**Apply what you read**.
1 – Check each statement against the thread on programming language compactness and answer yes or no, quoting the deciding words: (a) The poster considers Joy the best candidate base for the most compact language. (b) The poster's coding scheme for the Joy variant has already been published. (c) Guy Steele co-invented Scheme and Fortress.
2 – Continue the thread on programming language compactness, starting after its last sentence.

**Source extract**.
···
Ask HN: How might the most compact programming language in the world look like? - nadam

I am searching for the limits of programming language compactness. (just for fun, although this can be also interesting in genetic programming)<p>The definition is a bit subjective, but not very much: A programming language is compact, if the program size is small for the typical programs we want to write. (The subjective part is what we call a typical program.)<p>Currently I think that the programming language Joy is the best candidate to be the base for creating the most compact programming language in the world.<p>http://en.wikipedia.org/wiki/Joy_(programming_language)<p>I have quickly defined a variant of Joy, and I have defined an efficient coding scheme for it. (This is still on paper, I did not write it down precisely enough to publish). It turned out that the really necessary tokens of joy can be typically encoded in 3-4 or in the worst case in 5 bits. This means that the quicksort algorithm mentioned in the wikipedia articel is approximatley 9 bytes long.<p>Do you have an idea for an even more compact programming language? Do you think that a cleverly encoded Joy-variant is near some theoretical limit of compactness?
======
mbrubeck
Guy Steele knows a bit about language design (having co-invented Scheme and
Fortress, worked on early implementations of TeX and TECO/Emacs, and helped
write the specifications for Java, Common Lisp, ECMAScript, Fortran, and C).
···
**Stored data entries**.

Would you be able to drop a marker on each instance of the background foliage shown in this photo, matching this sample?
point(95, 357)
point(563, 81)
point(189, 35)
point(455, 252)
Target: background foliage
···
**Responses**.
1 –
(a) Yes: "Currently I think that the programming language Joy is the best candidate to be the base for creating the most compact programming language in the world."
(b) No: "This is still on paper, I did not write it down precisely enough to publish"
(c) Yes: "having co-invented Scheme and Fortress"

2 –
In _Coders at Work_ he says,

 _"There's this Huffman encoding problem. If you make something concise,
something is going to have to be more verbose as a consequence. So in
designing a language, one of the things you think about is, 'What are the
things I want to make very easy to say and very easy to get right?' But with
the understanding that, having used up characters or symbols for that purpose,
you're going to have to make something else a little bit harder to say."_

So it definitely depends on your domain. If you do some of the harder Project
Euler problems and then look in the forums, you can see the same problem
solved by a hundred different programmers with different approaches. The
shortest solutions there are _always_ in APL-family languages like J and K.
But it's partly because those languages are so well-suited to the typical
problems in Project Euler.

If you want to implement a concurrent server for binary network protocol like
memcache, then you'll probably find Erlang a more concise language instead,
because its syntax, its libraries, and the primitives of the Erlang VM are all
better adapted to that domain.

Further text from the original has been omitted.